EXCERPT PROVIDED:
How Long After Getting Flu Are You Contagious?

Most adults with the flu are contagious from about one day before symptoms appear until five to seven days after symptoms start. That means you can spread the virus before you even know you’re sick, and you remain infectious for roughly a week once symptoms kick in. Your most contagious window is the first three to four days after you start feeling ill, especially while you still have a fever.

The Contagious Timeline, Day by Day

After you’re exposed to the flu, the virus quietly replicates for one to four days before you notice anything wrong. This is the incubation period. Toward the end of it, roughly 24 hours before your first symptom, you start shedding enough virus to potentially infect people around you.

Once symptoms hit, your viral load climbs fast. The first three to four days of illness are when you’re shedding the most virus and are most likely to pass it on. After that, the amount of virus you’re releasing drops steadily. By day five to seven of symptoms, most healthy adults are no longer producing enough live virus to pose a significant risk. So the total window of contagiousness for a typical adult runs about eight days: one day pre-symptoms plus five to seven days after.

Why You’re Most Contagious With a Fever

Fever tracks closely with infectiousness. When your body temperature is elevated, you’re generally shedding more virus. As your fever breaks and stays down, viral output drops. This is why fever plays a central role in deciding when it’s safe to be around others again. If you’re still running a temperature on day four or five, you’re likely still highly contagious, even if other symptoms are improving.

Children Stay Contagious Longer

Kids follow a different timeline. Young children can begin shedding the virus a full one to two days before symptoms appear, slightly earlier than adults. More importantly, children and teens may remain contagious for 10 days or more after symptoms start, compared to the five-to-seven-day window in adults. Their immune systems take longer to clear the infection, which means they’re releasing virus into the air for a longer stretch.

ASSIGNED TASK A:
According to the passage on flu contagiousness, how long after symptoms start may children and teens remain contagious?
ASSIGNED TASK B:
Reproduce the passage on flu contagiousness between "The Contagious Timeline, Day" and "people around you.", inclusive.
ASSIGNED TASK C:
For each statement, answer yes or no on whether it agrees with the passage on flu contagiousness, and quote the words that decide it: (i) The flu virus replicates for one to four days before a person notices anything wrong. (ii) Adults begin shedding enough virus to infect others about a week before their first symptom. (iii) Viral output rises as a fever breaks and stays down.
The listing that comes after the passage on flu contagiousness is not needed here.

MATERIAL PROVIDED:
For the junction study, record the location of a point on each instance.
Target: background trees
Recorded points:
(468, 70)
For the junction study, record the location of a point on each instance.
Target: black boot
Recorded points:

EXPECTED OUTPUT A:
Children and teens may remain contagious for 10 days or more after symptoms start.

EXPECTED OUTPUT B:
The Contagious Timeline, Day by Day

After you’re exposed to the flu, the virus quietly replicates for one to four days before you notice anything wrong. This is the incubation period. Toward the end of it, roughly 24 hours before your first symptom, you start shedding enough virus to potentially infect people around you.

EXPECTED OUTPUT C:
(i) Yes: "the virus quietly replicates for one to four days before you notice anything wrong."
(ii) No: "roughly 24 hours before your first symptom, you start shedding enough virus to potentially infect people around you."
(iii) No: "As your fever breaks and stays down, viral output drops."